§ Records for the task
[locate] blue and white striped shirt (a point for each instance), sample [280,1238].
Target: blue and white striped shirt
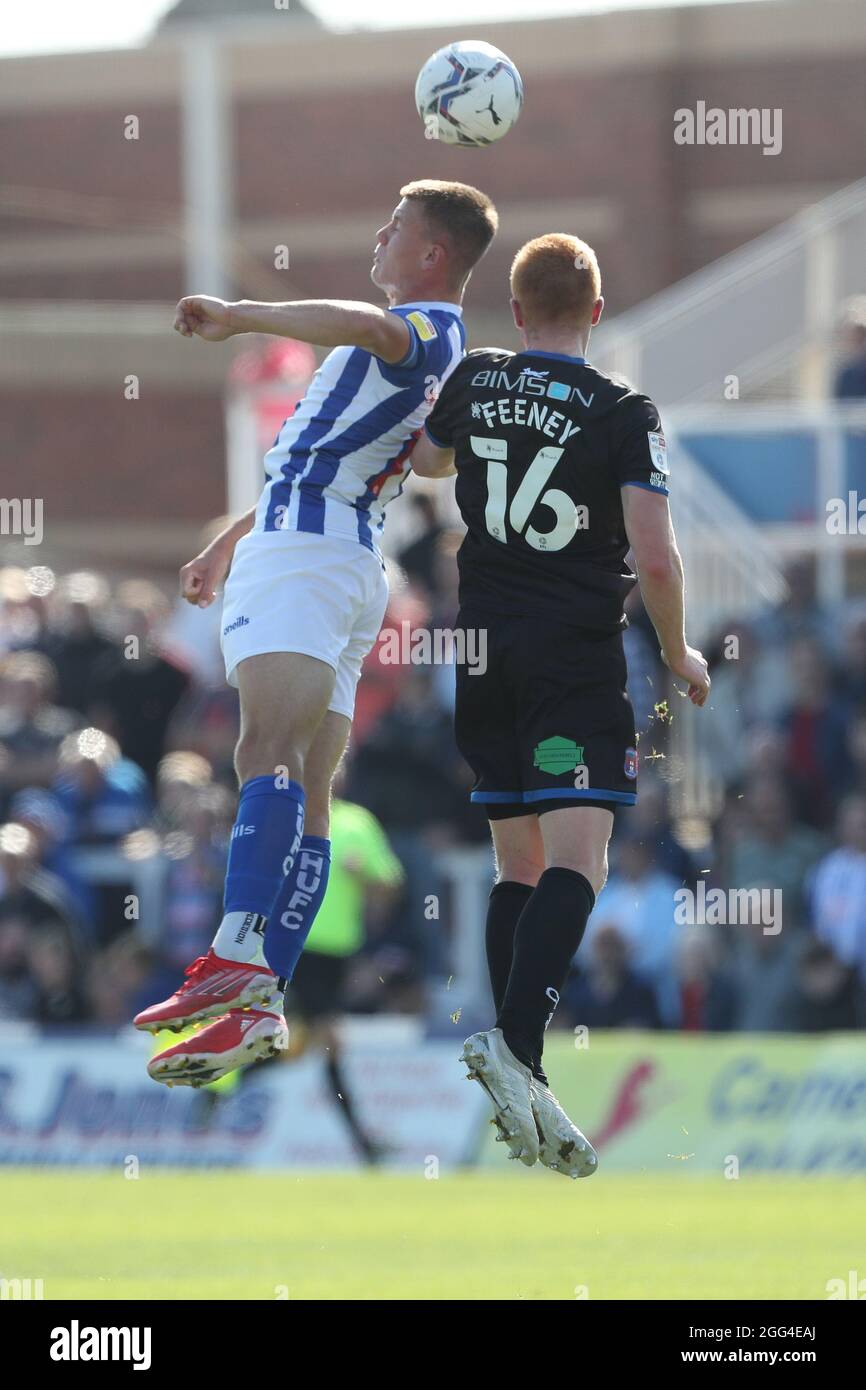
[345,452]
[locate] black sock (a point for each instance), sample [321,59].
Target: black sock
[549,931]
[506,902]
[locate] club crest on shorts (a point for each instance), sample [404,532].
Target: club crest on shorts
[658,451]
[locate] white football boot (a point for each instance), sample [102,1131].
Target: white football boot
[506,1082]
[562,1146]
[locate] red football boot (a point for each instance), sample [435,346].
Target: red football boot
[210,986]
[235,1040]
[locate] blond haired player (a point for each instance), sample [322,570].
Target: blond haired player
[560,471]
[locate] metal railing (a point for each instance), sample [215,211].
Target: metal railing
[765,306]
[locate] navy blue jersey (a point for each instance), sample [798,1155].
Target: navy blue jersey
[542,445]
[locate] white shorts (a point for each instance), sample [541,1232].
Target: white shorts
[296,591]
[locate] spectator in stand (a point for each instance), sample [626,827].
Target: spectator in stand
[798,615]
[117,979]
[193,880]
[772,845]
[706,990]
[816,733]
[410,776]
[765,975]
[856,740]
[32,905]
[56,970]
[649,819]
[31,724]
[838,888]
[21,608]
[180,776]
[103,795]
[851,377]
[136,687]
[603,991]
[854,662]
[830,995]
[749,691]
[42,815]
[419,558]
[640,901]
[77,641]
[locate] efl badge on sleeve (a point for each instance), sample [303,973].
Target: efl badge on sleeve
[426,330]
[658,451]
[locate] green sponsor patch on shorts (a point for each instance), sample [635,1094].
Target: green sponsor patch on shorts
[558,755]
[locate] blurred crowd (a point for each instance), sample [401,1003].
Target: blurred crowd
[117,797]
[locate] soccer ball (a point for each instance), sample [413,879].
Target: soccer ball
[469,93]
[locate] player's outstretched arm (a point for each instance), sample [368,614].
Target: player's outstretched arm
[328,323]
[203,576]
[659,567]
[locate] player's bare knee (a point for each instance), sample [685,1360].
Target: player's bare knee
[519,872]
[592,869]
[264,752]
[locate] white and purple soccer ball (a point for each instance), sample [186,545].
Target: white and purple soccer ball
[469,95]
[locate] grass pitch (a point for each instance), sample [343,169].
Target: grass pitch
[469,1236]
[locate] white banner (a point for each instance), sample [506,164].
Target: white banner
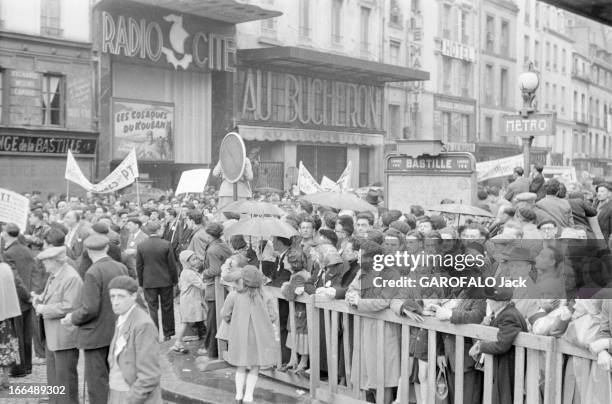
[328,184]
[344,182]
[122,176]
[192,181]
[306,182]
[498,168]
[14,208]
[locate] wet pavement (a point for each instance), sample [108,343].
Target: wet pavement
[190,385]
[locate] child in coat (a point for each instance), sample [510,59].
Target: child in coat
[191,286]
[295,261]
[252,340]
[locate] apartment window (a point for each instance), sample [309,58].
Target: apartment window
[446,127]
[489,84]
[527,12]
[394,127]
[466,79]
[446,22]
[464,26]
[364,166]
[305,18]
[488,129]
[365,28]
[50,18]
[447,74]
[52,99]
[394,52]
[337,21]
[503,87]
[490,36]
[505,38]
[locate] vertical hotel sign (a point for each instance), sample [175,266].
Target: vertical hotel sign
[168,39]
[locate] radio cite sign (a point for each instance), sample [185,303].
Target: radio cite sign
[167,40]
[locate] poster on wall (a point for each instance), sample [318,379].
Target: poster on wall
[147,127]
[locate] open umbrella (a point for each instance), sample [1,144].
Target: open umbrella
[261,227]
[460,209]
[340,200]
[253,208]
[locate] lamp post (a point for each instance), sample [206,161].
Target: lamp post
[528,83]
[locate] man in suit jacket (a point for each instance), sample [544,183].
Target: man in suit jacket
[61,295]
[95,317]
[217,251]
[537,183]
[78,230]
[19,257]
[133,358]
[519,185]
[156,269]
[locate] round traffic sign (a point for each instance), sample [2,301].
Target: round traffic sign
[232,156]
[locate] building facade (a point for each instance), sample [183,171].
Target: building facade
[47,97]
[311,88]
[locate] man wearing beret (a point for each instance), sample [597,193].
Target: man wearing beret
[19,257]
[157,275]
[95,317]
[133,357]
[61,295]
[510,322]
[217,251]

§ What is required
Repeat all the data as it stands, dropping any images it holds.

§ Solution to this exercise
[locate] blue and white striped shirt (a point for each instance), sample [280,1238].
Target: blue and white striped shirt
[345,452]
[locate] black sock (a point for each instance), sample [321,59].
Target: black sock
[549,931]
[506,902]
[locate] club crest on shorts (a point for each instance), sample [404,532].
Target: club crest on shorts
[658,451]
[locate] white football boot (a point for each instance), sample [102,1131].
Target: white football boot
[506,1082]
[562,1146]
[locate] red football boot (a point for each instance), sample [435,346].
Target: red football boot
[210,986]
[235,1040]
[locate] blond haired player (a point for each instance), sample [322,570].
Target: blond haired player
[560,471]
[locate] metal railing (a point for each instance), sample [215,211].
Target: metal railing
[765,306]
[locate] navy blue jersey (a point for each instance), sample [798,1155].
Target: navy blue jersey
[542,445]
[locate] white shorts (a point for each instance), sample [541,1232].
Target: white shorts
[296,591]
[locate] spectator in stand (a point for each instance), sample [626,827].
Target: spectator in stand
[798,615]
[117,979]
[193,880]
[772,845]
[706,990]
[816,733]
[410,776]
[765,975]
[856,740]
[32,905]
[56,970]
[649,819]
[31,724]
[838,888]
[21,608]
[180,776]
[103,795]
[851,377]
[136,687]
[603,991]
[854,662]
[830,995]
[749,691]
[42,815]
[419,558]
[640,901]
[77,641]
[locate] efl badge on sleeve (a point for each instance), sample [303,973].
Target: efl badge on sleeve
[426,330]
[658,451]
[locate] green sponsor patch on shorts (a point for each instance), sample [635,1094].
Target: green sponsor patch on shorts
[558,755]
[locate] blurred crowd (a point for each instance), sample [401,1003].
Target: blurred crowd
[117,797]
[locate] soccer ball (a point for each instance), sample [413,879].
Target: soccer ball
[469,93]
[locate] player's outstretched arm (a point for each instance), sample [368,614].
Target: player's outstretched arm
[328,323]
[203,576]
[659,567]
[locate] player's bare knee (a point for each instance), sample [685,1360].
Target: player's bare knee
[519,872]
[592,869]
[264,752]
[locate] white and purple soccer ball (a point for each instance), sample [186,545].
Target: white and purple soccer ball
[469,95]
[locate] grass pitch (a point for each instance), sample [343,169].
Target: grass pitch
[469,1236]
[locate] white banner (a point for each instance), sample [506,164].
Target: white banner
[328,184]
[344,182]
[122,176]
[192,181]
[306,182]
[498,168]
[14,208]
[locate] wet pavement (a point for each instance), sample [108,343].
Target: wet pavement
[190,385]
[locate] child in coat (a point for each instance), sample [510,59].
Target: child in coat
[191,286]
[295,261]
[252,340]
[locate] apartment window (a point for each instance), sample [309,58].
Target: apartment window
[446,127]
[489,84]
[527,12]
[394,127]
[466,79]
[446,22]
[464,26]
[364,166]
[305,18]
[488,129]
[365,28]
[50,18]
[447,74]
[52,99]
[394,52]
[337,21]
[503,87]
[490,36]
[505,38]
[locate] vertical hotel sign (a point for each instance), sample [175,266].
Target: vertical hotel sign
[168,39]
[locate] radio cite sign (a point for each instance), sample [185,303].
Target: radio cite sign
[167,40]
[locate] poster on wall (a point for each instance), sample [318,379].
Target: poster on wall
[147,127]
[locate] open umbrella (a point for each instance), sample [1,144].
Target: open umbrella
[261,227]
[460,209]
[340,200]
[253,208]
[locate] lamp post (a point for each instance), sample [206,161].
Target: lamp post
[528,83]
[locate] man in suit jacket (a point for each instance), sample [544,183].
Target: man in suit jacket
[61,295]
[95,317]
[217,251]
[537,183]
[78,230]
[19,257]
[133,358]
[519,185]
[156,269]
[locate] round traffic sign (a point for each instance), sample [2,301].
Target: round traffic sign
[232,156]
[locate] building facade (a point for each instance), sample [183,171].
Target: building facade
[47,97]
[311,88]
[locate] man wearing beret (a point for each instance), sample [597,193].
Target: man wearing beret
[19,257]
[157,275]
[95,317]
[133,357]
[61,295]
[510,322]
[217,251]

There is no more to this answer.